PROBLEMS AND TASKS.
(a) In the anti-join article, what condition on inner.value makes the three queries semantically equivalent?
(b) Carry on writing the anti-join article from the point where it stops.

PROVIDED PASSAGE.
In one of the previous articles I discussed performance of the three methods to implement an anti-join in MySQL.
Just a quick reminder: an anti-join is an operation that returns all records from one table which share a value of a certain column with no records from another table.
In SQL, there are at least three methods to implement it:
LEFT JOIN / IS NULL
SELECT o.* FROM outer o LEFT JOIN inner i ON i.value = o.value WHERE i.value IS NULL
NOT IN
SELECT o.* FROM outer o WHERE o.value NOT IN ( SELECT value FROM inner )
NOT EXISTS
SELECT o.* FROM outer o WHERE NOT EXISTS ( SELECT NULL FROM inner i WHERE i.value = o.value )
When inner.value
is marked as NOT NULL
,
all these queries are semantically equivalent and with proper
indexing have similarly optimized execution plans in
MySQL.
Now, what if inner.value
is not nullable and does
contain some NULL
values?

PROVIDED MATERIAL.
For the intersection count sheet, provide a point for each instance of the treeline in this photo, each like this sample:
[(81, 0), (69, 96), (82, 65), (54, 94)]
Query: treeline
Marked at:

PER-TASK ANSWERS.
(a) When inner.value is marked as NOT NULL.

(b)
Let’s create some sample tables:
Table
creation details
CREATE TABLE filler ( id INT NOT NULL PRIMARY KEY AUTO_INCREMENT ) ENGINE=MyISAM; CREATE TABLE t_inner ( id INT NOT NULL PRIMARY KEY, val INT, stuffing VARCHAR(200) NOT NULL, KEY ix_inner_val (val) ) ENGINE=MyISAM DEFAULT CHARSET=utf8; CREATE TABLE t_outer ( id INT NOT NULL PRIMARY KEY, val INT, stuffing VARCHAR(200) NOT NULL, KEY ix_outer_val (val) ) ENGINE=MyISAM DEFAULT CHARSET=utf8; DELIMITER $$ CREATE PROCEDURE prc_filler(cnt INT) BEGIN DECLARE _cnt INT; SET _cnt = 1; WHILE _cnt <= cnt DO INSERT INTO filler SELECT _cnt; SET _cnt = _cnt + 1; END WHILE; END $$ DELIMITER ; START TRANSACTION; CALL prc_filler(1000000); COMMIT; INSERT INTO t_inner SELECT id, NULLIF(CEILING(RAND(20100527) * 100000), 100000), RPAD('', 200, '*') FROM filler; INSERT INTO t_outer SELECT id, NULLIF(CEILING(RAND(20100527 << 1) * 100000), 100000), RPAD('', 200, '*') FROM filler;
There are two identical MyISAM tables. Each of
the tables contains 1,000,000 random values from
1 to 99,999 and also some
NULL
values. There is an index on value
in both tables.
Now, let’s check the queries.
NOT EXISTS
SELECT SUM(LENGTH(stuffing)), COUNT(*) FROM t_outer o WHERE NOT EXISTS ( SELECT NULL FROM t_inner i WHERE i.val = o.val )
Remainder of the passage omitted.